The records sit below. Return every line in them that holds the word "pairs".
───── RECORDS FOR THIS EXERCISE
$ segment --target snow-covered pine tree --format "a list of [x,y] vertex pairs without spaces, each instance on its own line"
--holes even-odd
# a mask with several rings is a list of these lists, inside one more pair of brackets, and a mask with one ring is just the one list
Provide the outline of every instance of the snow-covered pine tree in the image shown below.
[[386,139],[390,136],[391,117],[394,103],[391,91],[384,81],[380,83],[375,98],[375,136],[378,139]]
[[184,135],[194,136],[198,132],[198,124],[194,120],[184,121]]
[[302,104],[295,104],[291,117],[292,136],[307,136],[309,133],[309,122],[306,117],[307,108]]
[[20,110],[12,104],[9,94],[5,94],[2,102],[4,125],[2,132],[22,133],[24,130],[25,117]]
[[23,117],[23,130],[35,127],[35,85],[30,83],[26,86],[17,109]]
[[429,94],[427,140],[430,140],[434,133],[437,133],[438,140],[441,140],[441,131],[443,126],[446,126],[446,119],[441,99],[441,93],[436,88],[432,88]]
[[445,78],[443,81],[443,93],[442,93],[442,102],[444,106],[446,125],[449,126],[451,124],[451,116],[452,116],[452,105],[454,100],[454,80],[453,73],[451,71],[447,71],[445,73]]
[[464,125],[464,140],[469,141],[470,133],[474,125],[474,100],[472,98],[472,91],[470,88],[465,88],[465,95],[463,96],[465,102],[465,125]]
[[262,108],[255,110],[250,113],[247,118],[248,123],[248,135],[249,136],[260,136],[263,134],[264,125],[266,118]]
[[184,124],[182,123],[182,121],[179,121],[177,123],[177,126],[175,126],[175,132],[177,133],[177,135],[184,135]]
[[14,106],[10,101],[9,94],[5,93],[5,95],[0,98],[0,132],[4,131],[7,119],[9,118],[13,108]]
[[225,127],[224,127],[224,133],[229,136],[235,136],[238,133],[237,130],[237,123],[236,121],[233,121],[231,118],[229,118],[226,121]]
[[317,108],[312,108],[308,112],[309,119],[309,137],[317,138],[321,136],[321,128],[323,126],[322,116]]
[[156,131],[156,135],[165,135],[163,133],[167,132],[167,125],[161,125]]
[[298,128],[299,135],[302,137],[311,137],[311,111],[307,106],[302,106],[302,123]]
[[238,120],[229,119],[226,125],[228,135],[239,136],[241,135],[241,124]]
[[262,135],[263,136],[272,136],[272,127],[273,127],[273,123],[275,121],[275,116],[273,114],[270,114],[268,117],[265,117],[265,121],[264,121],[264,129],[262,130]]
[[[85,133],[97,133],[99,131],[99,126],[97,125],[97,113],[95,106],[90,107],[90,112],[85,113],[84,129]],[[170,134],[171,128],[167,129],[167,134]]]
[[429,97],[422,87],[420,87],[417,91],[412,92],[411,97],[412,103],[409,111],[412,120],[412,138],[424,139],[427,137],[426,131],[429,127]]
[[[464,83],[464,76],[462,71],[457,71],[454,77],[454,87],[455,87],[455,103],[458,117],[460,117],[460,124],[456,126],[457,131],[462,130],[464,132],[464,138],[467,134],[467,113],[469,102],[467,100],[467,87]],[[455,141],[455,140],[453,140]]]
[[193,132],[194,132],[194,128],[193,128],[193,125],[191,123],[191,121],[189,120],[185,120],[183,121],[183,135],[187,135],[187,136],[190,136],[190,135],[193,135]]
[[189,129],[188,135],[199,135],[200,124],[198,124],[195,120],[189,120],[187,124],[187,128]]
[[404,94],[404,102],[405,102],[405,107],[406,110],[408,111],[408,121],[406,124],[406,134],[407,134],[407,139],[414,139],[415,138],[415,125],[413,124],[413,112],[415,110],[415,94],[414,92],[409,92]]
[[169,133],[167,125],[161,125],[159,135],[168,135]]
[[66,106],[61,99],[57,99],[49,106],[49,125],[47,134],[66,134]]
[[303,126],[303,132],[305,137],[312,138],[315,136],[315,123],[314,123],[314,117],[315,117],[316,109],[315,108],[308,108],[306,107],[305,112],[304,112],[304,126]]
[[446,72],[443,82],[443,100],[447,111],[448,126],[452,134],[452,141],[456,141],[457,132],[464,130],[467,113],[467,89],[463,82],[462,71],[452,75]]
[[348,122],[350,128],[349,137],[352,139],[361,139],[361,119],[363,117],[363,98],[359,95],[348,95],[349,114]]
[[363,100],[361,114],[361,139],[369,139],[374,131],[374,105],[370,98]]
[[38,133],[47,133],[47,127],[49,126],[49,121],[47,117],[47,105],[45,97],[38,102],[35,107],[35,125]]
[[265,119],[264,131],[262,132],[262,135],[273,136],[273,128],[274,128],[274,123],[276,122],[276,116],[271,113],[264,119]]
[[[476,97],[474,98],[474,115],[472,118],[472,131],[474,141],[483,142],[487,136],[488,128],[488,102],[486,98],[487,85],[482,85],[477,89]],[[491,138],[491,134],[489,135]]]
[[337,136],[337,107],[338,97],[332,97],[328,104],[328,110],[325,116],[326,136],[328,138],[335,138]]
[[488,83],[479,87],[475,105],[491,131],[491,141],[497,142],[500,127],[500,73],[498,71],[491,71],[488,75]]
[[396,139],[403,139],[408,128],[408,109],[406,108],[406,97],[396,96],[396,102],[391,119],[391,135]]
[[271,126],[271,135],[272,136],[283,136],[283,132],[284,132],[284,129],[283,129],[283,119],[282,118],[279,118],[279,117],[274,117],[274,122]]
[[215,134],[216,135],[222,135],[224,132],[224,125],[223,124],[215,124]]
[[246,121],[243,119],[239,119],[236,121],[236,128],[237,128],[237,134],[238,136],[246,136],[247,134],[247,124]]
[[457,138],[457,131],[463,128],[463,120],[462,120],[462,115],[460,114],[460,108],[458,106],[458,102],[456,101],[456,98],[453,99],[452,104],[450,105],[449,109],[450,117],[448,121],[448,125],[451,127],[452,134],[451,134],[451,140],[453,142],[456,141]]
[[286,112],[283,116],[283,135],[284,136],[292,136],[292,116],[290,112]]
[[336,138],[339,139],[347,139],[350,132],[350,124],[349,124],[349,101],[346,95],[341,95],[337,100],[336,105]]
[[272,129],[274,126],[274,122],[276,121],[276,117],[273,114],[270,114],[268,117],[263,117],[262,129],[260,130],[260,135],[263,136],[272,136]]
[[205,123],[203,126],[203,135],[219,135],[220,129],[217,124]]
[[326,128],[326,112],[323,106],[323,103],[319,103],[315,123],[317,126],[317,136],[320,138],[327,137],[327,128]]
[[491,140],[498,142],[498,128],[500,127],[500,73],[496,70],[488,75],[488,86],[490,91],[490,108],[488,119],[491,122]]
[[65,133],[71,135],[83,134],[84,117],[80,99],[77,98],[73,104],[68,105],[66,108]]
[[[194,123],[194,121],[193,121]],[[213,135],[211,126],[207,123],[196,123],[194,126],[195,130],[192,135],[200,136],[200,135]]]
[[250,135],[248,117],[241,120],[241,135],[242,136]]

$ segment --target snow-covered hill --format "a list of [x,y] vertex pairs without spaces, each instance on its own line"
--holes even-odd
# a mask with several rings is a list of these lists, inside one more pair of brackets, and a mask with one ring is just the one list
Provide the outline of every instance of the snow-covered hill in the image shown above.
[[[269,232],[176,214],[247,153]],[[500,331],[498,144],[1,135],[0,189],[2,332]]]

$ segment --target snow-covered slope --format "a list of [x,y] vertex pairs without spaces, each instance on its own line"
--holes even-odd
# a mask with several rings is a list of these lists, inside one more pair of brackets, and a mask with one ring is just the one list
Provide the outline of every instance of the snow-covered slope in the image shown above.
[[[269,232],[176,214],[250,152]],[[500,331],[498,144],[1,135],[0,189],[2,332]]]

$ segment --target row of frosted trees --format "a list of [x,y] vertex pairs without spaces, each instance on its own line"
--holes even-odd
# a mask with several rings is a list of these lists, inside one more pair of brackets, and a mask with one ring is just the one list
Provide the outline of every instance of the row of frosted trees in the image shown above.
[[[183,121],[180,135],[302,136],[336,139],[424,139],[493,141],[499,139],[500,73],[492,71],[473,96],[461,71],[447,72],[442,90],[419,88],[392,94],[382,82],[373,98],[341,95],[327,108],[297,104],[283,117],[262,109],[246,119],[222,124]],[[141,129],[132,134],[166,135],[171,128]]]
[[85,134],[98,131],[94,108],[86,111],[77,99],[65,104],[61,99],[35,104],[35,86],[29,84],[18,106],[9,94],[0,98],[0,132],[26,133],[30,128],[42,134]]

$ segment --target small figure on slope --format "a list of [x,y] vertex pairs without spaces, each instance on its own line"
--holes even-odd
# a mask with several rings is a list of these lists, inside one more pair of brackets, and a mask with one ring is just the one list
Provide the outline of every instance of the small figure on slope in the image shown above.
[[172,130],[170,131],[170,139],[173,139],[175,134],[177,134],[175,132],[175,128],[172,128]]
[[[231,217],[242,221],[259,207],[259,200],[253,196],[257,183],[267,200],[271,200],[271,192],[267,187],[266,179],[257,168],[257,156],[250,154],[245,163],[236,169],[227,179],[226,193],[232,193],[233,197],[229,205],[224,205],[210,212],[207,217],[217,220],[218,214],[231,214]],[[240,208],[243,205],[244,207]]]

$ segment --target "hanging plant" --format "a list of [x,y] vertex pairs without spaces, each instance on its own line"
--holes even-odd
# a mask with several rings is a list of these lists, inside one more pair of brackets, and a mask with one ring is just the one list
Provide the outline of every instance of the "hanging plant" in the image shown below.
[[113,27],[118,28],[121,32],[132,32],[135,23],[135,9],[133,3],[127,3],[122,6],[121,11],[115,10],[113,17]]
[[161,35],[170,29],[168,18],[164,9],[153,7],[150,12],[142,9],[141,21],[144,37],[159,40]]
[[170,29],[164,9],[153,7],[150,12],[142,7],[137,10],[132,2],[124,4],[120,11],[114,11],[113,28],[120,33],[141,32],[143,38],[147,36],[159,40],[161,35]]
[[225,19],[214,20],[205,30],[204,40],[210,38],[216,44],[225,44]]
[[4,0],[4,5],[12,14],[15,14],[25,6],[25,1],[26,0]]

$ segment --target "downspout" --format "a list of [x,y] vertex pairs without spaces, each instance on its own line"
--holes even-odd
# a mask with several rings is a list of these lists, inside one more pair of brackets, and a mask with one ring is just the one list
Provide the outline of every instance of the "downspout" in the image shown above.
──────────
→ SOLUTION:
$ segment --target snow-covered pine tree --format "a list of [x,y] vertex pairs without spaces, each instance on its own line"
$ segment --target snow-covered hill --format "a list of [x,y] vertex pairs without spaces, each instance on its own line"
$ segment --target snow-covered slope --format "a list of [x,y] vertex pairs without spaces, each instance on its own line"
$ segment --target row of frosted trees --format "a list of [x,y] vertex pairs without spaces, each instance on its own line"
$ segment --target small figure on slope --format "a list of [x,y] vertex pairs without spaces, each instance on its own line"
$ segment --target "hanging plant" --format "a list of [x,y] vertex pairs without spaces, each instance on its own line"
$ segment --target "downspout" --format "a list of [x,y] vertex pairs without spaces, each instance on its own line"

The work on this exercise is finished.